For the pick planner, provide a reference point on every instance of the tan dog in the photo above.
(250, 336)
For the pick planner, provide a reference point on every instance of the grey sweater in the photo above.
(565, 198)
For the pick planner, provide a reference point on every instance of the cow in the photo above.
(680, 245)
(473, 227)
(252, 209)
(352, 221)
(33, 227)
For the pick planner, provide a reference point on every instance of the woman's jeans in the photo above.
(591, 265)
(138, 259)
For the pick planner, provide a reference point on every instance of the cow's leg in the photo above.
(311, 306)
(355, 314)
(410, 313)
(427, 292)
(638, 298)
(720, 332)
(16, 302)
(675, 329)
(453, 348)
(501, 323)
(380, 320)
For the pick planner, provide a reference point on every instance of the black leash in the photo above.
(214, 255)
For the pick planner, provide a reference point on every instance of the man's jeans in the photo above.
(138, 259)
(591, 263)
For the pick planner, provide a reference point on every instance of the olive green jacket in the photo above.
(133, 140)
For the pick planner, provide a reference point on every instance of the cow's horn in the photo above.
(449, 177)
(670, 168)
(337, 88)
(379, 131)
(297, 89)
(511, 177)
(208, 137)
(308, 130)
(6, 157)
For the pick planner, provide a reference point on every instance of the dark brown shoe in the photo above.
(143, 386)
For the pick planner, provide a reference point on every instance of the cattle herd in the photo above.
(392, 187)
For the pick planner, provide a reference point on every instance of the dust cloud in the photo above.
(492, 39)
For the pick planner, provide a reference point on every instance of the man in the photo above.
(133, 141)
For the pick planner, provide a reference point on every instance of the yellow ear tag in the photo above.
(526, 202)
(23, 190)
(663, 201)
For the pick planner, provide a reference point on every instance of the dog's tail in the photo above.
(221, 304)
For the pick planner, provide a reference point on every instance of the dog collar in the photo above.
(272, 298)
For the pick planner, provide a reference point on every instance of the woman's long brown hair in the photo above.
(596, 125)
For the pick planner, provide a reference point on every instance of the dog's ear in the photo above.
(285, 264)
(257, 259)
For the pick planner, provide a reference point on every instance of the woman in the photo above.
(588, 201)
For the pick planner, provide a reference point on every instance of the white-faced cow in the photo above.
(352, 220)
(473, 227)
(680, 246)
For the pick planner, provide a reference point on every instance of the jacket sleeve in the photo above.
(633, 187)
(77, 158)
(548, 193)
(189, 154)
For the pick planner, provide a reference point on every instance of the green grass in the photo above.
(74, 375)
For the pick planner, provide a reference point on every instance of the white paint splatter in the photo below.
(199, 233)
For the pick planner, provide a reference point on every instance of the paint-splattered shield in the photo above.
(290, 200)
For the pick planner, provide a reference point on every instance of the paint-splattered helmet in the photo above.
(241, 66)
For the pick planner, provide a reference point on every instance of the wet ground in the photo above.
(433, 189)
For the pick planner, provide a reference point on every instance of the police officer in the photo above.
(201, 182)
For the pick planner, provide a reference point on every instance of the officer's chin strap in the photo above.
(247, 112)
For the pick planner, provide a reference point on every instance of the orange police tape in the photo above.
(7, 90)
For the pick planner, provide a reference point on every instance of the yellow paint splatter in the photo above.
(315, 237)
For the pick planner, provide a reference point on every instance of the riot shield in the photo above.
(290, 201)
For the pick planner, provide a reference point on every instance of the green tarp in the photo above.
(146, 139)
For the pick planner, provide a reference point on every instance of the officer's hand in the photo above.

:::::

**Work to do**
Rewrite every line of the records above as a numbered list, leaving out any blank lines.

**Solution for this problem**
1. For the pick planner, provide a reference point on every instance of the tan dog in the photo above.
2. (250, 336)
3. For the pick planner, provide a reference point on every instance of the grey sweater in the photo above.
4. (565, 198)
5. For the pick planner, provide a reference point on every instance of the cow in the photo above.
6. (680, 245)
7. (473, 227)
8. (252, 209)
9. (352, 221)
10. (33, 227)
11. For the pick planner, provide a reference point on every instance of the woman's jeans in the photo above.
12. (591, 265)
13. (138, 259)
14. For the pick planner, provide a reference point on every instance of the cow's leg in the photo above.
15. (311, 306)
16. (355, 314)
17. (410, 313)
18. (427, 292)
19. (638, 298)
20. (720, 332)
21. (16, 302)
22. (675, 329)
23. (453, 348)
24. (501, 323)
25. (380, 320)
26. For the pick planner, provide a reference point on every instance of the black leash in the photo above.
27. (214, 255)
28. For the pick planner, provide a reference point on every instance of the man's jeans in the photo above.
29. (138, 259)
30. (591, 263)
31. For the pick planner, provide a reference point on every instance of the olive green jacket in the photo above.
32. (133, 140)
33. For the pick planner, provide a reference point on every instance of the cow's horn in the photo above.
34. (449, 177)
35. (670, 168)
36. (337, 88)
37. (379, 131)
38. (297, 89)
39. (511, 177)
40. (208, 137)
41. (308, 130)
42. (6, 157)
43. For the pick planner, provide a reference point on every instance of the dark brown shoe in the photo above.
44. (143, 386)
45. For the pick planner, provide a reference point on every instance of the cattle herd in the photo above.
46. (392, 187)
47. For the pick planner, provide a reference point on every instance of the dust cloud in the photo above.
48. (492, 39)
49. For the pick planner, provide a reference point on every instance of the man in the photo above.
50. (133, 141)
51. For the pick planner, provide a reference point on every instance of the yellow ear tag in the photo above.
52. (526, 202)
53. (23, 190)
54. (663, 201)
55. For the pick planner, provide a reference point on every instance of the dog's tail in the photo above.
56. (221, 304)
57. For the pick planner, provide a reference point on every instance of the dog collar in the photo above.
58. (272, 298)
59. For the pick planner, provide a reference point on every instance of the woman's long brown hair in the photo above.
60. (596, 125)
61. For the pick planner, provide a reference point on every instance of the dog's ear in the photo above.
62. (285, 264)
63. (257, 259)
64. For the pick planner, provide a reference point on every instance of the woman in the photo above.
65. (588, 201)
66. For the pick planner, provide a reference point on every instance of the white-faced cow in the photo above.
67. (352, 220)
68. (473, 227)
69. (680, 246)
70. For the pick planner, provide a reference point on every instance of the jacket sleeve in the photo above.
71. (633, 187)
72. (77, 158)
73. (548, 193)
74. (189, 154)
75. For the pick planner, provide a reference point on every instance of the green grass in the photo above.
76. (74, 375)
77. For the pick planner, provide a reference point on every instance of the white paint splatter in the photo below.
78. (199, 233)
79. For the pick planner, provide a reference point on every instance of the paint-splattered shield in the photo above.
80. (290, 200)
81. For the pick planner, provide a reference point on every instance of the paint-splattered helmet in the photo above.
82. (241, 66)
83. For the pick planner, provide a reference point on every instance of the wet ground in the photo above.
84. (433, 189)
85. For the pick planner, provide a reference point on every instance of the police officer in the photo above.
86. (201, 182)
87. For the pick planner, provide a reference point on every instance of the officer's chin strap in the photo above.
88. (247, 112)
89. For the pick planner, provide a reference point on every instance of the orange police tape in the photo above.
90. (7, 90)
91. For the pick planner, provide a reference point on every instance of the yellow paint splatter in the photo above.
92. (315, 237)
93. For the pick planner, provide a reference point on every instance of the riot shield in the photo above.
94. (290, 201)
95. For the pick planner, provide a reference point on every instance of the green tarp in the photo above.
96. (146, 139)
97. For the pick planner, provide a reference point on every instance of the officer's hand in the photo above.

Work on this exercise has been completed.